▶ Problem: Arrange the records as a Markdown table with a Row column numbering each line and a Line column holding its text, starting at the first line of the records and ending at the line containing "pixel 662 1070". Omit blank lines, and leave the pictures out.

#####

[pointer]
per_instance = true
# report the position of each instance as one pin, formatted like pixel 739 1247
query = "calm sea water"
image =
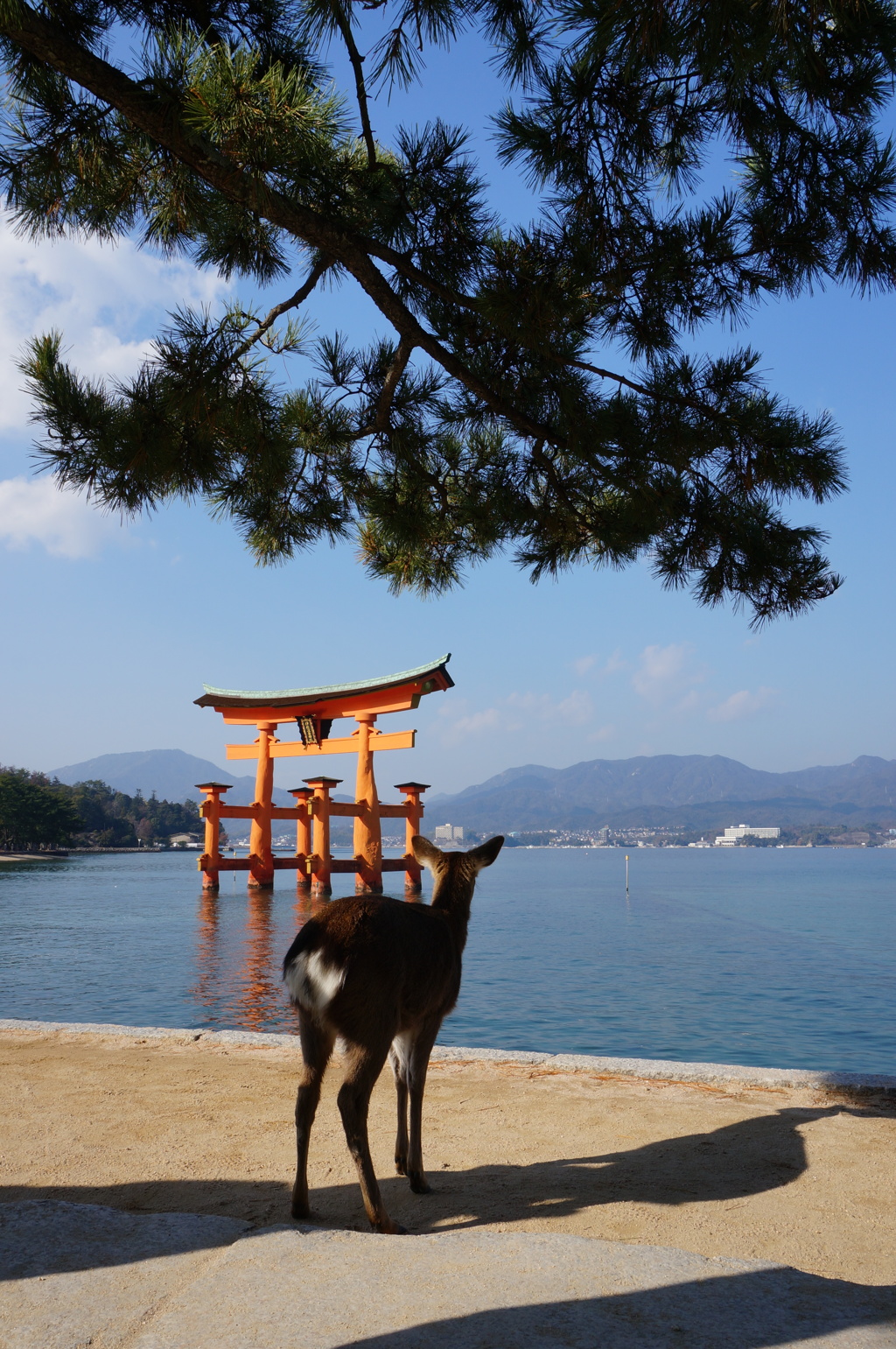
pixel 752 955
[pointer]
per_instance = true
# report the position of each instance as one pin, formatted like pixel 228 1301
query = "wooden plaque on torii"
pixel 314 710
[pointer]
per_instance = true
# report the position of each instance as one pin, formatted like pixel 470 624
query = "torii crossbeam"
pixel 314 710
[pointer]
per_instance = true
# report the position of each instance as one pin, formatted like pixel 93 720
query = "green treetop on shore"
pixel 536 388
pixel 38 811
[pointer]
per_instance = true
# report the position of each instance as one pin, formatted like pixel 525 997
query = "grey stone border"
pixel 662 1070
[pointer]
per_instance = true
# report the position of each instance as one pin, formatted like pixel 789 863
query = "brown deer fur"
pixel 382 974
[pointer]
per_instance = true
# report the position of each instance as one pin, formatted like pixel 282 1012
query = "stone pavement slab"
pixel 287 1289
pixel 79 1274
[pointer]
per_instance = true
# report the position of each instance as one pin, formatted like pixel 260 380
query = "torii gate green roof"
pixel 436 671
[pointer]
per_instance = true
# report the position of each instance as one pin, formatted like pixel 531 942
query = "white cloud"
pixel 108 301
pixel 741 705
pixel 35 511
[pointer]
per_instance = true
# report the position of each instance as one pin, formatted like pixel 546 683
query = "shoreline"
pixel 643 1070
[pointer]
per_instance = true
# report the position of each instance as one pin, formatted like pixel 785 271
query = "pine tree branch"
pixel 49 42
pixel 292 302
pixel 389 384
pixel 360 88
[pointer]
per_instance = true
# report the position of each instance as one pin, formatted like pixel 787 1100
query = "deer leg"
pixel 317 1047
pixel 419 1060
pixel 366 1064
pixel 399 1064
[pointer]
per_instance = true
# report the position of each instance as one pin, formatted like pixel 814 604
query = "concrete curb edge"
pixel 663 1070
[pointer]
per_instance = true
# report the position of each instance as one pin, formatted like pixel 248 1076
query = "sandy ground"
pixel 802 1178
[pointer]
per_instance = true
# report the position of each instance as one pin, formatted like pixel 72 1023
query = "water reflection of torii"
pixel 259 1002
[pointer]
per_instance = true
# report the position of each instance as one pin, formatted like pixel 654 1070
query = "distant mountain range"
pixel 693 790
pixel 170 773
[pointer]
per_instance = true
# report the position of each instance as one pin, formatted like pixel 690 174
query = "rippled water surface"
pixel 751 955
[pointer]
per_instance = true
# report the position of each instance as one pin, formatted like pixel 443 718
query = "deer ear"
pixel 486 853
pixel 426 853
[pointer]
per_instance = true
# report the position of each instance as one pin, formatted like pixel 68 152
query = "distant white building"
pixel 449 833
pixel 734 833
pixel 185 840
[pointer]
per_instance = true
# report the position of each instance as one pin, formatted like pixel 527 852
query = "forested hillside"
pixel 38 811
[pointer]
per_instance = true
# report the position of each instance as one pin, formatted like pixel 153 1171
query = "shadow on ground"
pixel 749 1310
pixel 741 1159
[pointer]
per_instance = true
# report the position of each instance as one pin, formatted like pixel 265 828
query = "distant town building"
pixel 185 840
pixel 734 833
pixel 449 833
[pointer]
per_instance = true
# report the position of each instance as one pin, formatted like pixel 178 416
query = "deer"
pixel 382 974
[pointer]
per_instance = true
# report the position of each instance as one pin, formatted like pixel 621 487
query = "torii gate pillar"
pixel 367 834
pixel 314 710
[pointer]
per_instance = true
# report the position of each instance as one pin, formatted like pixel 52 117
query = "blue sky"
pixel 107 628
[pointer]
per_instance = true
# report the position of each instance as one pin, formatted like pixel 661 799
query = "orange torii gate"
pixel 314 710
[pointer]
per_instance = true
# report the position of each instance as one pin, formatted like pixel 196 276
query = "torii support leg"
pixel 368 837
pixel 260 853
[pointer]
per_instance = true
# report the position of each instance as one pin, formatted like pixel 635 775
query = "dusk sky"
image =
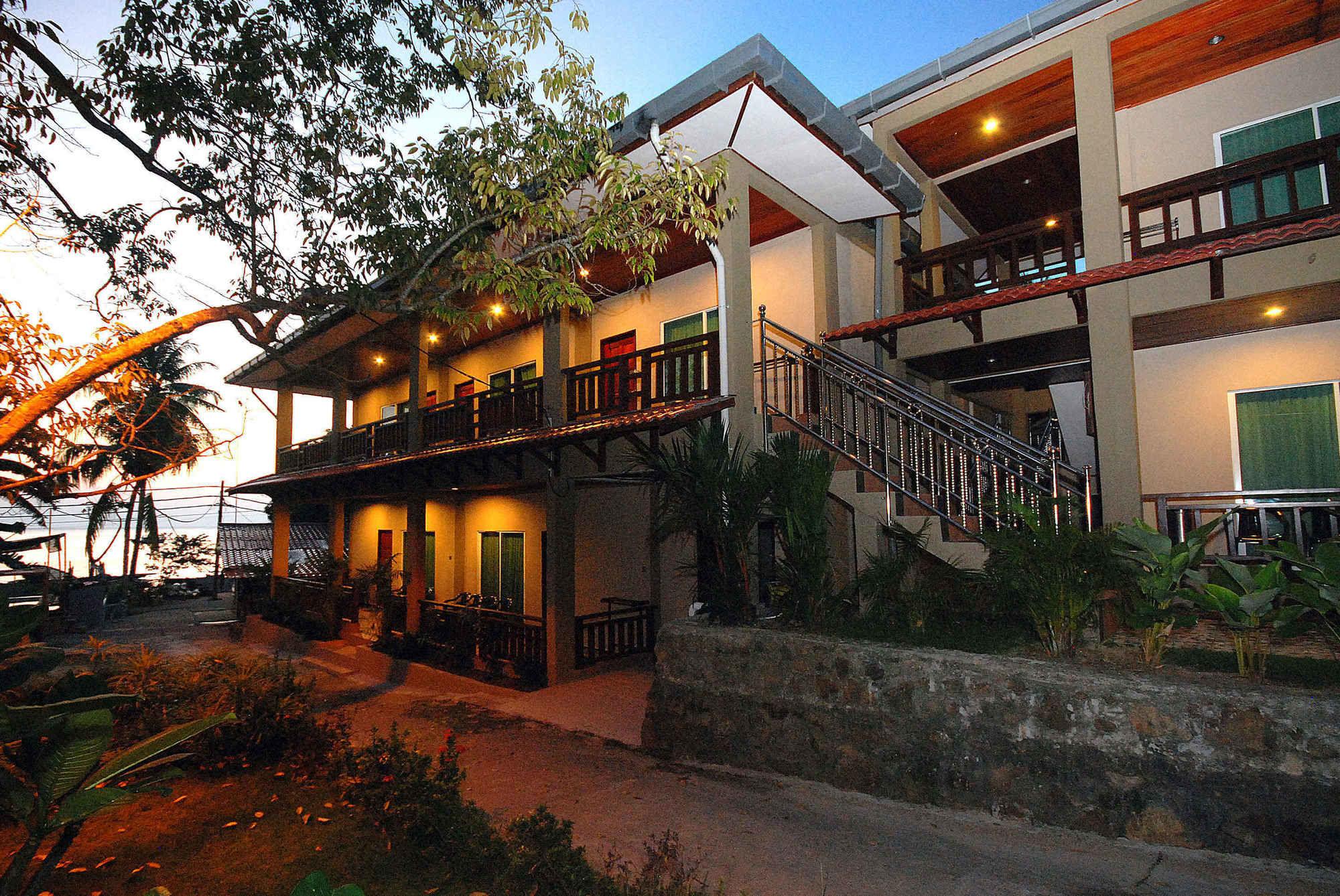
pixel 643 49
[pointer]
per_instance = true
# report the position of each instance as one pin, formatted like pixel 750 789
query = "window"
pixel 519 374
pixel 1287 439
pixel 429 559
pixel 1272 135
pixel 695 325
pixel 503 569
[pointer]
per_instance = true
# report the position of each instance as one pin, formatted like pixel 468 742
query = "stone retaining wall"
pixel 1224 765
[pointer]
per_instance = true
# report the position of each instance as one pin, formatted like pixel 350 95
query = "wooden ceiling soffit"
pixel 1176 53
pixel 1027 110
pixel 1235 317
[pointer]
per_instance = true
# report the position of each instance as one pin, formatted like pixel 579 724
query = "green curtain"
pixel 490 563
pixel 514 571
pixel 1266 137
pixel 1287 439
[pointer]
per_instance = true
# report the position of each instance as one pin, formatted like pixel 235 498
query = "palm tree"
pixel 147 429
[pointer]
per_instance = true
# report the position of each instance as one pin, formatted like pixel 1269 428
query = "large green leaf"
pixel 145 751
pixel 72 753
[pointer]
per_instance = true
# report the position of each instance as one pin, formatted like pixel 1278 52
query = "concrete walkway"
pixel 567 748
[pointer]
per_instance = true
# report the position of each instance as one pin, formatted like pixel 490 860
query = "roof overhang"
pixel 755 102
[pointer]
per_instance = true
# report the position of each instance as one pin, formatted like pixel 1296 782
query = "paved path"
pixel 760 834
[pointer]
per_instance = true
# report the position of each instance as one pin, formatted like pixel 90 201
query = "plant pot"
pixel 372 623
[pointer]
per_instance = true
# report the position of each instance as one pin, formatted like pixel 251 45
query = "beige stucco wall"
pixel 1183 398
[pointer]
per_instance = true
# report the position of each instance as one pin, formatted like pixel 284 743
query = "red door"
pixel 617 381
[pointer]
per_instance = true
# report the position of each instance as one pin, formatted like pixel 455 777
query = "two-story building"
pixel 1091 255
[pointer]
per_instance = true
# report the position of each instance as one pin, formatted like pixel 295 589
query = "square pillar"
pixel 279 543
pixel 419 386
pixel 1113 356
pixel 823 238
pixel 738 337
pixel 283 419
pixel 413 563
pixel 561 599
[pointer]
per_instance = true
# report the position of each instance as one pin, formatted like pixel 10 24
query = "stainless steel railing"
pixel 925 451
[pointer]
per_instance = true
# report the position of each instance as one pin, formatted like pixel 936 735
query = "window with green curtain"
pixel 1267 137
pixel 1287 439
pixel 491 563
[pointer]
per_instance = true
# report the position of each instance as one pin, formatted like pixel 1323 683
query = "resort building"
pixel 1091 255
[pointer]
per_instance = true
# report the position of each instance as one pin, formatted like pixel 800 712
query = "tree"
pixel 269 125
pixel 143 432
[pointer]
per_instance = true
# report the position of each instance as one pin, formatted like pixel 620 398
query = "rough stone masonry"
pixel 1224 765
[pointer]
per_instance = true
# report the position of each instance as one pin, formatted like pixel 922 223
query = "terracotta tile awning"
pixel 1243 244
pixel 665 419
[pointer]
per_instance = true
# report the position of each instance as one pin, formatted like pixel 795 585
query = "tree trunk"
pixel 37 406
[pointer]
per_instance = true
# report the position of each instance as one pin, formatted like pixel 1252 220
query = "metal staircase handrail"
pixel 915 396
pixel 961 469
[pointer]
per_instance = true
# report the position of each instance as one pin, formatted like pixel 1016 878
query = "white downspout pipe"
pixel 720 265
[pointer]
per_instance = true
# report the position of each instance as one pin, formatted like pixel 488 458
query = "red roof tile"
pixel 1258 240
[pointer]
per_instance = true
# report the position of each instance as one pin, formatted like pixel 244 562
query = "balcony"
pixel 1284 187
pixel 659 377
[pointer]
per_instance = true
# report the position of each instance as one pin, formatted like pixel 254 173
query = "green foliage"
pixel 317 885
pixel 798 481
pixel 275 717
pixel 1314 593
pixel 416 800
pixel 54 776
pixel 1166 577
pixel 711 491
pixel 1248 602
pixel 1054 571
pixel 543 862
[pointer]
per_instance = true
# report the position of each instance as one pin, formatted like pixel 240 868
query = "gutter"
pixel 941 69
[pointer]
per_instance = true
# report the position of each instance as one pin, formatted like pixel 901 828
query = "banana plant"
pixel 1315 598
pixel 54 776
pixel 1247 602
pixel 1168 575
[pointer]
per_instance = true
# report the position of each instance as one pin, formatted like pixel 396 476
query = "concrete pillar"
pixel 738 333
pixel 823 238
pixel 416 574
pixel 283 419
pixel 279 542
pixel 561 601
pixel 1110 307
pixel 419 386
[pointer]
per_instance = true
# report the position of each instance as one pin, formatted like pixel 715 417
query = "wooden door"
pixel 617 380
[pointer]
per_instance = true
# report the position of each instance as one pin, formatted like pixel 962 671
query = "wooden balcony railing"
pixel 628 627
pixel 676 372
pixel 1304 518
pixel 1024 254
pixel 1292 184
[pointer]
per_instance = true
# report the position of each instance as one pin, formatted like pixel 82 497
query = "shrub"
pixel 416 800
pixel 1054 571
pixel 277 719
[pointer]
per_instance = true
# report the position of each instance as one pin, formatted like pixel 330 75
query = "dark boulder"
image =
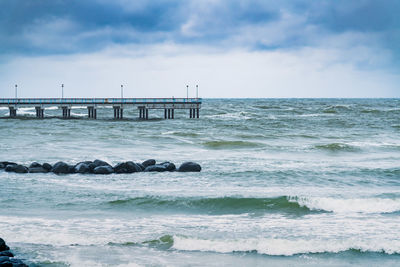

#####

▶ Exercise response:
| Row | Line |
|---|---|
| 1 | [pointer] |
| 2 | per_instance = true |
| 3 | # report the position of each instance as one pin, formatted like pixel 739 1247 |
| 4 | query = "calm sea water" |
| 5 | image = |
| 6 | pixel 752 955 |
| 7 | [pointer] |
| 8 | per_instance = true |
| 9 | # report the position of each instance as one pin, formatted like pixel 228 1301 |
| 10 | query = "wooden plaque on torii" |
| 11 | pixel 314 710 |
| 12 | [pointer] |
| 13 | per_instance = true |
| 14 | # report the position of each instance as one pin, formatted like pixel 470 624 |
| 15 | query = "torii crossbeam" |
| 16 | pixel 314 710 |
| 17 | [pointer] |
| 18 | per_instance = true |
| 19 | # report the position of each instance as one pin, formatted like pixel 93 720 |
| 20 | query = "green treetop on shore" |
| 21 | pixel 536 388 |
| 22 | pixel 38 811 |
| 23 | [pointer] |
| 24 | per_instance = true |
| 25 | # report the position of each instance as one pin, formatted like pixel 525 997 |
| 26 | query = "grey stone border" |
| 27 | pixel 662 1070 |